→ EXERCISE
Turn every line of the rows below into a Markdown table with the columns No. and Line, numbering each line and skipping any blank ones. Leave the pictures out.

→ ENTRIES PROVIDED

# # # # # # #

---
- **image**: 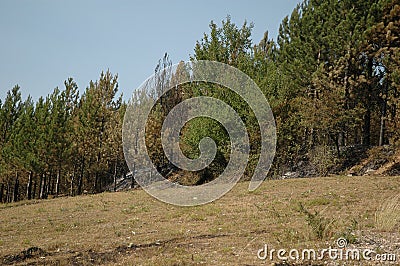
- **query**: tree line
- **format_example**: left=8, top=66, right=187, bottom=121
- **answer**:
left=0, top=0, right=400, bottom=202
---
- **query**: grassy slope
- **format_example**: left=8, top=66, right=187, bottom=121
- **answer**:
left=0, top=177, right=400, bottom=265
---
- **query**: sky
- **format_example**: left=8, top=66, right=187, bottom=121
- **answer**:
left=0, top=0, right=300, bottom=100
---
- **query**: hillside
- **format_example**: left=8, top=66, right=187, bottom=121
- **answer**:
left=0, top=176, right=400, bottom=265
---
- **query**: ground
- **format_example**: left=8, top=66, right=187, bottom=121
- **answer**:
left=0, top=176, right=400, bottom=265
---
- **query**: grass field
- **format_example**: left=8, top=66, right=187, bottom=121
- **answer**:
left=0, top=176, right=400, bottom=265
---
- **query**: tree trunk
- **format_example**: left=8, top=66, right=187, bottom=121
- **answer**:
left=32, top=180, right=37, bottom=199
left=0, top=183, right=4, bottom=203
left=46, top=170, right=53, bottom=195
left=362, top=58, right=373, bottom=146
left=114, top=159, right=118, bottom=192
left=13, top=174, right=19, bottom=202
left=56, top=165, right=61, bottom=197
left=131, top=164, right=138, bottom=188
left=362, top=107, right=371, bottom=146
left=26, top=171, right=33, bottom=200
left=379, top=81, right=387, bottom=146
left=77, top=156, right=85, bottom=195
left=6, top=181, right=11, bottom=203
left=39, top=174, right=47, bottom=199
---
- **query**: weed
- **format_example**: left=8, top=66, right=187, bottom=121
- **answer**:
left=298, top=202, right=335, bottom=240
left=375, top=195, right=400, bottom=232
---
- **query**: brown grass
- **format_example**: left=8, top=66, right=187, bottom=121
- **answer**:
left=0, top=177, right=400, bottom=265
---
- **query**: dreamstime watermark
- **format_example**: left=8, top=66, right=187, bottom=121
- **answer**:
left=122, top=61, right=276, bottom=206
left=257, top=238, right=397, bottom=262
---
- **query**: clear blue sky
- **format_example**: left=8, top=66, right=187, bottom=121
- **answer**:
left=0, top=0, right=299, bottom=100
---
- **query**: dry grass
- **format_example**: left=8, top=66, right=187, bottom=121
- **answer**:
left=0, top=177, right=400, bottom=265
left=375, top=195, right=400, bottom=232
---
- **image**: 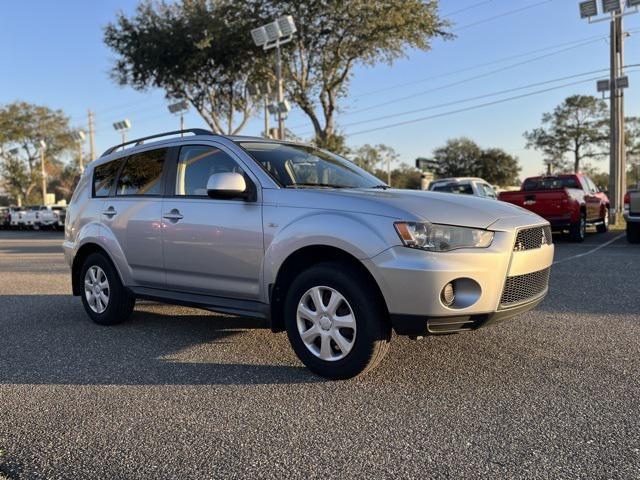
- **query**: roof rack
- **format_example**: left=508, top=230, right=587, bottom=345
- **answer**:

# # # # # # #

→ WRITTEN REPLY
| No. | Line |
|---|---|
| 1 | --- |
| 2 | - **image**:  |
| 3 | - **query**: tree line |
| 4 | - **format_example**: left=8, top=66, right=187, bottom=121 |
| 5 | - **answer**: |
| 6 | left=0, top=0, right=400, bottom=202 |
| 7 | --- |
| 8 | - **query**: grassy slope |
| 9 | - **format_example**: left=8, top=66, right=187, bottom=121 |
| 10 | - **answer**: |
| 11 | left=0, top=177, right=400, bottom=265 |
| 12 | --- |
| 13 | - **query**: sky |
| 14 | - **format_example**: left=8, top=66, right=187, bottom=121 |
| 15 | - **answer**: |
| 16 | left=0, top=0, right=300, bottom=100 |
| 17 | --- |
| 18 | - **query**: hillside |
| 19 | - **format_example**: left=8, top=66, right=187, bottom=121 |
| 20 | - **answer**: |
| 21 | left=0, top=176, right=400, bottom=265 |
| 22 | --- |
| 23 | - **query**: ground |
| 24 | - **format_example**: left=8, top=66, right=187, bottom=121 |
| 25 | - **answer**: |
| 26 | left=0, top=176, right=400, bottom=265 |
| 27 | --- |
| 28 | - **query**: grass field |
| 29 | - **format_example**: left=8, top=66, right=187, bottom=121 |
| 30 | - **answer**: |
| 31 | left=0, top=176, right=400, bottom=265 |
| 32 | --- |
| 33 | - **query**: tree trunk |
| 34 | - **format_example**: left=8, top=66, right=187, bottom=121 |
| 35 | - **answer**: |
| 36 | left=32, top=180, right=37, bottom=199 |
| 37 | left=0, top=183, right=4, bottom=203 |
| 38 | left=46, top=170, right=53, bottom=195 |
| 39 | left=362, top=58, right=373, bottom=146 |
| 40 | left=114, top=159, right=118, bottom=192 |
| 41 | left=13, top=174, right=19, bottom=202 |
| 42 | left=56, top=165, right=61, bottom=197 |
| 43 | left=131, top=164, right=138, bottom=188 |
| 44 | left=362, top=107, right=371, bottom=146 |
| 45 | left=26, top=171, right=33, bottom=200 |
| 46 | left=379, top=81, right=387, bottom=146 |
| 47 | left=77, top=156, right=85, bottom=195 |
| 48 | left=6, top=181, right=11, bottom=203 |
| 49 | left=39, top=174, right=47, bottom=199 |
| 50 | --- |
| 51 | - **query**: weed |
| 52 | - **format_example**: left=8, top=66, right=187, bottom=121 |
| 53 | - **answer**: |
| 54 | left=298, top=202, right=335, bottom=240 |
| 55 | left=375, top=195, right=400, bottom=232 |
| 56 | --- |
| 57 | - **query**: brown grass |
| 58 | - **format_example**: left=8, top=66, right=187, bottom=121 |
| 59 | - **answer**: |
| 60 | left=0, top=177, right=400, bottom=265 |
| 61 | --- |
| 62 | - **query**: dreamstime watermark |
| 63 | - **format_example**: left=8, top=66, right=187, bottom=121 |
| 64 | - **answer**: |
| 65 | left=122, top=61, right=276, bottom=206 |
| 66 | left=257, top=238, right=397, bottom=262 |
| 67 | --- |
| 68 | - **query**: clear blue sky |
| 69 | - **format_example**: left=8, top=66, right=187, bottom=121 |
| 70 | - **answer**: |
| 71 | left=0, top=0, right=299, bottom=100 |
| 72 | --- |
| 73 | - **query**: dry grass |
| 74 | - **format_example**: left=8, top=66, right=187, bottom=121 |
| 75 | - **answer**: |
| 76 | left=0, top=177, right=400, bottom=265 |
| 77 | left=375, top=195, right=400, bottom=232 |
| 78 | --- |
| 79 | - **image**:  |
| 80 | - **query**: roof rack |
| 81 | - **format_example**: left=508, top=230, right=587, bottom=345 |
| 82 | - **answer**: |